* Stated task:
Copy out word for word the stretch of the entries below from the line containing "Reviewer note: every instance of the pavement" through the line containing "column 56, row 187", both included, and nothing else.

* Given data:
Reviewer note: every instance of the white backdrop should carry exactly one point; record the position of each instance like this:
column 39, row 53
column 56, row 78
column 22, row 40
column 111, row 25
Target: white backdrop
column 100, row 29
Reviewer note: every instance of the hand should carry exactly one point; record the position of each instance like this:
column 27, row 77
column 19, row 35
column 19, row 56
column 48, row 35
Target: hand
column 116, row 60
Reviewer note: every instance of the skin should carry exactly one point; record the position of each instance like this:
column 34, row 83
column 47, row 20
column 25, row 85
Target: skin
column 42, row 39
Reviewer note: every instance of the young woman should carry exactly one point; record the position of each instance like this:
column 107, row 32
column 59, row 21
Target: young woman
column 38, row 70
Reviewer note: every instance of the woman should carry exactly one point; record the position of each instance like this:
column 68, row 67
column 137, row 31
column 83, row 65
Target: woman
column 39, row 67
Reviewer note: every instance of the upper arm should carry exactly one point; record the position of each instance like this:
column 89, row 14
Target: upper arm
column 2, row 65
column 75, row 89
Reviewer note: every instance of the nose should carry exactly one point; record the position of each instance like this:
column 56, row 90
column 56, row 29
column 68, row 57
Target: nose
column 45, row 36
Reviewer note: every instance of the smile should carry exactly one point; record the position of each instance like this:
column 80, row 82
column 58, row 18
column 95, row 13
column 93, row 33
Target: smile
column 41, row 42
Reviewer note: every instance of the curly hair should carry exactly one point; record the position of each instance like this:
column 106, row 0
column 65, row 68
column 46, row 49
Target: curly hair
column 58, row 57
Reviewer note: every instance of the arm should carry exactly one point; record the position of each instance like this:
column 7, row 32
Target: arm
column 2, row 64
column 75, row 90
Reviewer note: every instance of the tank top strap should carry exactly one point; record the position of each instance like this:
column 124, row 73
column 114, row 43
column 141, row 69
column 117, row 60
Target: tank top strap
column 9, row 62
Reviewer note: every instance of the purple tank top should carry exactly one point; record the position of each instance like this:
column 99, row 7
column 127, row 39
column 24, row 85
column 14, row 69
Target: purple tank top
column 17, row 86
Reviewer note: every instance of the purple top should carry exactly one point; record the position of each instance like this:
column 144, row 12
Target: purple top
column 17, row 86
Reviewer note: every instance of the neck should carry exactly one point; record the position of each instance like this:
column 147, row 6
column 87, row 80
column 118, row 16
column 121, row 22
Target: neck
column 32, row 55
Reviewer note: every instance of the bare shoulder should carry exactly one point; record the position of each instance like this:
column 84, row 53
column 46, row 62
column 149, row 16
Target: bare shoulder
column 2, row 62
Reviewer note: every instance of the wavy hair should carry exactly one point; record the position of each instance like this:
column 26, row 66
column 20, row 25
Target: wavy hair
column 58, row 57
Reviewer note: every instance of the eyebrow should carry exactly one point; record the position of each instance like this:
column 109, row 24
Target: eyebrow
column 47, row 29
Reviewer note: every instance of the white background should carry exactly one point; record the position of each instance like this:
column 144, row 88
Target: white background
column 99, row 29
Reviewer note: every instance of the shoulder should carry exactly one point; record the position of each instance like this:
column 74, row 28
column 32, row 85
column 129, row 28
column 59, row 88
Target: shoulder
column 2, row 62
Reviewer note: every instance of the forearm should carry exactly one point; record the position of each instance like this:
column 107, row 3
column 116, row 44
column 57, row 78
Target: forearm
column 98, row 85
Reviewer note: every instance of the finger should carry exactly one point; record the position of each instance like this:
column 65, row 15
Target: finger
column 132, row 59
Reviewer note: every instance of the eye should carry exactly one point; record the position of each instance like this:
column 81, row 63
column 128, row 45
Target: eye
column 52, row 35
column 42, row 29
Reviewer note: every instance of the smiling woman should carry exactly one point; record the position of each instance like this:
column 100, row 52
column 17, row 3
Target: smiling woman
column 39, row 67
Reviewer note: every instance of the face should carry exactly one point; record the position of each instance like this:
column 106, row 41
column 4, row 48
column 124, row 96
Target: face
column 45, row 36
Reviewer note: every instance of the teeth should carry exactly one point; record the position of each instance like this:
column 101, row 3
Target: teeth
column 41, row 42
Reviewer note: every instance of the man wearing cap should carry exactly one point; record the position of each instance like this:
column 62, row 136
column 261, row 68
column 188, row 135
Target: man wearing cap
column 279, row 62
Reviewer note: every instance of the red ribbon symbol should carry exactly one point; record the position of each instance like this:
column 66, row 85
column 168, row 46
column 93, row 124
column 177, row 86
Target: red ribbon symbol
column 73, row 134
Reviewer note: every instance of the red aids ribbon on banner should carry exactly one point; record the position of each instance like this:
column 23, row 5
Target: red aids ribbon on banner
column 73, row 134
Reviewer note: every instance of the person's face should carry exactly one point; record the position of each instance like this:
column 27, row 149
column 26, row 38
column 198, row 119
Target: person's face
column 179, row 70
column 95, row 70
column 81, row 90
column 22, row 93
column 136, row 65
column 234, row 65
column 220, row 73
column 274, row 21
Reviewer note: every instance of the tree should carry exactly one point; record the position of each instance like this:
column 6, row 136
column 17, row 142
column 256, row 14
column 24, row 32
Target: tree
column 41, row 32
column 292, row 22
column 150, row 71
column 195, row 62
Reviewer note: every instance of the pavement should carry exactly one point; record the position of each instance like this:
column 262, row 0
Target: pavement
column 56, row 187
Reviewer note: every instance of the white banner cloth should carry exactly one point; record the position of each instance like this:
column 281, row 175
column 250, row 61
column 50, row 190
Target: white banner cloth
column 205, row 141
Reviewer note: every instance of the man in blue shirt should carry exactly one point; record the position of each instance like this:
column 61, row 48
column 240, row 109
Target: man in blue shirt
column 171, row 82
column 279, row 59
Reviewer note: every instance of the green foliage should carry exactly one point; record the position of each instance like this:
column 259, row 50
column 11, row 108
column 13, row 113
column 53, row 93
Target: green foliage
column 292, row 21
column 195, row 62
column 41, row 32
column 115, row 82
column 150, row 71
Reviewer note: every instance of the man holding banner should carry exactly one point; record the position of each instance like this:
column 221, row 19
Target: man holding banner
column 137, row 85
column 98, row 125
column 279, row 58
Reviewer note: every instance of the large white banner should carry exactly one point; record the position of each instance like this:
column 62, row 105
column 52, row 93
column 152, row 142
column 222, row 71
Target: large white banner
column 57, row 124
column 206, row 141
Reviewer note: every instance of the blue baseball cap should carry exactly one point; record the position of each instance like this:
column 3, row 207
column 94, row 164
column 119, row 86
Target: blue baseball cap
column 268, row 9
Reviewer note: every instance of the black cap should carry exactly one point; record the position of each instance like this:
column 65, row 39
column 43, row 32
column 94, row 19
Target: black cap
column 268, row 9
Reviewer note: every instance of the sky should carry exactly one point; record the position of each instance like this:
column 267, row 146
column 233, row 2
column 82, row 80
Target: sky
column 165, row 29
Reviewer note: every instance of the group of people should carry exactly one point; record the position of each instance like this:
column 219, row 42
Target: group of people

* Response to the exercise:
Reviewer note: every instance of the pavement should carry exactly one point; record the position of each instance like this:
column 262, row 0
Target: pavement
column 56, row 187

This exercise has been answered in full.